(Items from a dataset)
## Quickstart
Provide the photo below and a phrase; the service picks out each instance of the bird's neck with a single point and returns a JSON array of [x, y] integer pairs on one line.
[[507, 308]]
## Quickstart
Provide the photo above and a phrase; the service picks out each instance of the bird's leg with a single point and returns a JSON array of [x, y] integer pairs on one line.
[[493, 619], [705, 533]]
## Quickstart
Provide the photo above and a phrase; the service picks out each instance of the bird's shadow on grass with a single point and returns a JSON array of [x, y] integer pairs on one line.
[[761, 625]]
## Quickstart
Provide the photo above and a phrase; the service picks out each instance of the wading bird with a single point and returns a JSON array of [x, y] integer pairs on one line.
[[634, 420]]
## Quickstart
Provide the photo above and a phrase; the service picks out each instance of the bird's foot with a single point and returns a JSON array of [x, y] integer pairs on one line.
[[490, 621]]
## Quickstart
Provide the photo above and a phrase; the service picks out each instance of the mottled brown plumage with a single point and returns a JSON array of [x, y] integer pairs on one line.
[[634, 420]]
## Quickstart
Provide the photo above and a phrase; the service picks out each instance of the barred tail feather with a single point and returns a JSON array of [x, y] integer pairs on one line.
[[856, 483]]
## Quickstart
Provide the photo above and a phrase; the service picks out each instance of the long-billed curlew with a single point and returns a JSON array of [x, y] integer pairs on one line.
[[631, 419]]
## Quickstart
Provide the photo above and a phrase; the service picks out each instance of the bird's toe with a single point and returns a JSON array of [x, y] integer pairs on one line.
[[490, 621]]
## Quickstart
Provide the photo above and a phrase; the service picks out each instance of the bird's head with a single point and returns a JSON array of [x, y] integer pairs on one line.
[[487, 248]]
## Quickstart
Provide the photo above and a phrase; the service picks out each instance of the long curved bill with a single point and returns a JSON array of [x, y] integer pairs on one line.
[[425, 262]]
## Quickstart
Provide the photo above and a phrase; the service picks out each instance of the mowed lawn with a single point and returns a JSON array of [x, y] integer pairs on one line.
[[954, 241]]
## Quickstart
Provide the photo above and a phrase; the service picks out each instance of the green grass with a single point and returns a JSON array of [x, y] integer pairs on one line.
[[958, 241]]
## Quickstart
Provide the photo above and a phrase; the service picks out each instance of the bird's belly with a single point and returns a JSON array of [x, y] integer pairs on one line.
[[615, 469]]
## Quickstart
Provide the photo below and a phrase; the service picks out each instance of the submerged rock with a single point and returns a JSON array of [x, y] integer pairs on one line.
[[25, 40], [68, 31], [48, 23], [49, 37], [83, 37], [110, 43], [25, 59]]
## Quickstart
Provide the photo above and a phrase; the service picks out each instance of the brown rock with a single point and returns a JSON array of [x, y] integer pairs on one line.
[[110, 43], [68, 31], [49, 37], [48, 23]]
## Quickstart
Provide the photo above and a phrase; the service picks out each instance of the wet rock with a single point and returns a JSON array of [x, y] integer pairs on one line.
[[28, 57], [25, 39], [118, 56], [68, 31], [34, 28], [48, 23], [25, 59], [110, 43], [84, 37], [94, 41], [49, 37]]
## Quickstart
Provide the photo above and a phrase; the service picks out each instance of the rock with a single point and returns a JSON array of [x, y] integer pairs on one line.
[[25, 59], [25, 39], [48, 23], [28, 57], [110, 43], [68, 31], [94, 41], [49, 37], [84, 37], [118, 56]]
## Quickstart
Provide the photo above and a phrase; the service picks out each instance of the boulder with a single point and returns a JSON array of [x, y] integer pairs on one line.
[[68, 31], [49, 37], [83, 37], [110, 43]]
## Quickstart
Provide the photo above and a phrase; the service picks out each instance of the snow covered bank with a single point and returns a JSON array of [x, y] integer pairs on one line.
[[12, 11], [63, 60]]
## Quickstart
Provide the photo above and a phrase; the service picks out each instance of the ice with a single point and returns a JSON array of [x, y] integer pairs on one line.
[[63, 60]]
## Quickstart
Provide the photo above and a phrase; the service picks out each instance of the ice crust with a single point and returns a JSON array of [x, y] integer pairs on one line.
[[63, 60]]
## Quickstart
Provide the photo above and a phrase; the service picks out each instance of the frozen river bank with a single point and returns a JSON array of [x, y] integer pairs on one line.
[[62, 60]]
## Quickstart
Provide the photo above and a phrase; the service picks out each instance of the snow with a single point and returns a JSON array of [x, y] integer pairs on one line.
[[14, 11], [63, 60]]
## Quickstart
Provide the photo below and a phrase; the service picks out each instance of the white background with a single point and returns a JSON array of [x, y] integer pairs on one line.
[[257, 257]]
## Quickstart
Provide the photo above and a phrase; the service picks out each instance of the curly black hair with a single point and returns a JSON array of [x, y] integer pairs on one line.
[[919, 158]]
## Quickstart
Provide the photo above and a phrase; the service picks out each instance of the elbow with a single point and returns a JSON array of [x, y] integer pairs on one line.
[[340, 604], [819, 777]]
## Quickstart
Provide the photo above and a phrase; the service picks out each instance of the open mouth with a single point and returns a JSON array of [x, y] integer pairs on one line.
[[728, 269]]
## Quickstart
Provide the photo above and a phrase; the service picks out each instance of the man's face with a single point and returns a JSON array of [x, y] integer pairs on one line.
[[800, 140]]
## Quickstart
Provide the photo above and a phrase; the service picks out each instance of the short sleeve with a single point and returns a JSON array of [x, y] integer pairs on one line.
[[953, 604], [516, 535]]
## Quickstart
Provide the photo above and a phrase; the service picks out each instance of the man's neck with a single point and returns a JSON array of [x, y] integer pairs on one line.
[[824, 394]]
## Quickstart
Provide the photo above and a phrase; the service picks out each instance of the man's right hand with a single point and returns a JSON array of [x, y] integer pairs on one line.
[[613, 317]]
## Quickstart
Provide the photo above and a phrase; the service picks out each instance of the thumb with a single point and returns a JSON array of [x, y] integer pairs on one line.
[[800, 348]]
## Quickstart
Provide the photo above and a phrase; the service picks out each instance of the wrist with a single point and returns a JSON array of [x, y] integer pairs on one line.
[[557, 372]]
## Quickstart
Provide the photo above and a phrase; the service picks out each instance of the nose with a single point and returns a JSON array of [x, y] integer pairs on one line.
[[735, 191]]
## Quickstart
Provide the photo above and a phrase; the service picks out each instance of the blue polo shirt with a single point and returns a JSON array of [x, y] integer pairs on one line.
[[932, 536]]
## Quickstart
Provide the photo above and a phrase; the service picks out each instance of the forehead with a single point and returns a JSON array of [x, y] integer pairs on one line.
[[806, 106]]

## DESCRIPTION OF THE TASK
Please reproduce the records word for word, starting at their first line and ending at the line that contains "[[493, 619], [705, 533]]", including both of those lines.

## RESULT OF THIS TASK
## Quickstart
Provide the photo below and a phrase; the service picks out each instance of the bird's neck with a single point and returns a JSON array of [x, y] integer pairs on one line.
[[507, 308]]
## Quickstart
Provide the photo above and a phrase; the service picks out each instance of the bird's leg with a single point and returns a JSON array of [x, y] integer pairs on one line.
[[493, 619], [705, 533]]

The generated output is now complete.